DIRECTION. Put the lines of the material between the line holding "Put a point on every instance of the roof" and the line holding "[(126, 113)]", inclusive, into a Markdown table with the columns Row and Line, leaving out any blank lines.

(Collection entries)
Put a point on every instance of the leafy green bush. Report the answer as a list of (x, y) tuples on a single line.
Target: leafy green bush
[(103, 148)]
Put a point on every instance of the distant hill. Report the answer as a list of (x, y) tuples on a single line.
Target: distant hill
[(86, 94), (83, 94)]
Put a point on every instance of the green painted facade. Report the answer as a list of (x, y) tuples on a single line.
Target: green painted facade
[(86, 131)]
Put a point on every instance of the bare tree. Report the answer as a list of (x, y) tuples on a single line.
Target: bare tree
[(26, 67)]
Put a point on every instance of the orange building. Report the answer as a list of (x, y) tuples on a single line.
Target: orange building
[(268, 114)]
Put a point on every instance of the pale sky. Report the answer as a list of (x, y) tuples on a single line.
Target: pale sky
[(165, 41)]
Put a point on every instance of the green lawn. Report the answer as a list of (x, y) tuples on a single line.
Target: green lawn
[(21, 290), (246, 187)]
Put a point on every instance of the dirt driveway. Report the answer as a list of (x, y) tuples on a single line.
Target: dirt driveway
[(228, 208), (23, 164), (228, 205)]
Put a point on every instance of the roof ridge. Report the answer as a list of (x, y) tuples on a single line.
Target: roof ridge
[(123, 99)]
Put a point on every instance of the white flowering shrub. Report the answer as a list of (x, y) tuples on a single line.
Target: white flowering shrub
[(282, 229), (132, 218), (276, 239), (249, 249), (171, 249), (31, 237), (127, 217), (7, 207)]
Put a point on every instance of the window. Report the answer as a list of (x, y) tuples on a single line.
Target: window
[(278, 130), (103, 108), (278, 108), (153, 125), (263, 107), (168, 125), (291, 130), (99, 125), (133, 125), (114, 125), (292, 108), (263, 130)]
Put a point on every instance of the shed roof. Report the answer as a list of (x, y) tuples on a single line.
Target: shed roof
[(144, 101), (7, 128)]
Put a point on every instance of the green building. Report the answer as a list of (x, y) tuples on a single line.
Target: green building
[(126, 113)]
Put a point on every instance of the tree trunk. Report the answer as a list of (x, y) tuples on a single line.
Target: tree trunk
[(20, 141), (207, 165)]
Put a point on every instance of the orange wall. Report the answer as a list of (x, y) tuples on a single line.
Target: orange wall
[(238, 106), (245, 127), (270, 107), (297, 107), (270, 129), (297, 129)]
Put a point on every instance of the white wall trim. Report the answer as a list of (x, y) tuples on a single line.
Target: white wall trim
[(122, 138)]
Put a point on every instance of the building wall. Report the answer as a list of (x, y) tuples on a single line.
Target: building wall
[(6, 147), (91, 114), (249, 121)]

RESPONSE TO THIS EXERCISE.
| Row | Line |
|---|---|
| 1 | Put a point on every instance of the roof ridge. Report the answer as a list of (x, y) tuples on a single line. |
| 2 | Target: roof ridge |
| 3 | [(123, 99)] |
| 4 | Put a point on every instance of the white flowering shrub. Report the answer as a list of (x, y) tuples on a single line. |
| 5 | Target: white flowering shrub |
| 6 | [(282, 229), (132, 218), (276, 239), (249, 249), (171, 249), (31, 237), (127, 217), (7, 207)] |
| 7 | Put a point on every instance of the window. Report the answer as a list of (x, y) tuples on a single line. |
| 8 | Target: window |
| 9 | [(278, 130), (103, 108), (278, 108), (153, 125), (263, 107), (168, 125), (291, 130), (99, 125), (133, 125), (114, 125), (292, 108), (263, 130)] |
| 10 | Put a point on every instance of the shed roof. Report the answer as a list of (x, y) tuples on a single line. |
| 11 | Target: shed roof |
| 12 | [(144, 101), (7, 128)] |
| 13 | Put a point on every instance of the green building. Report the answer as a list of (x, y) tuples on a single line. |
| 14 | Target: green building |
| 15 | [(126, 113)] |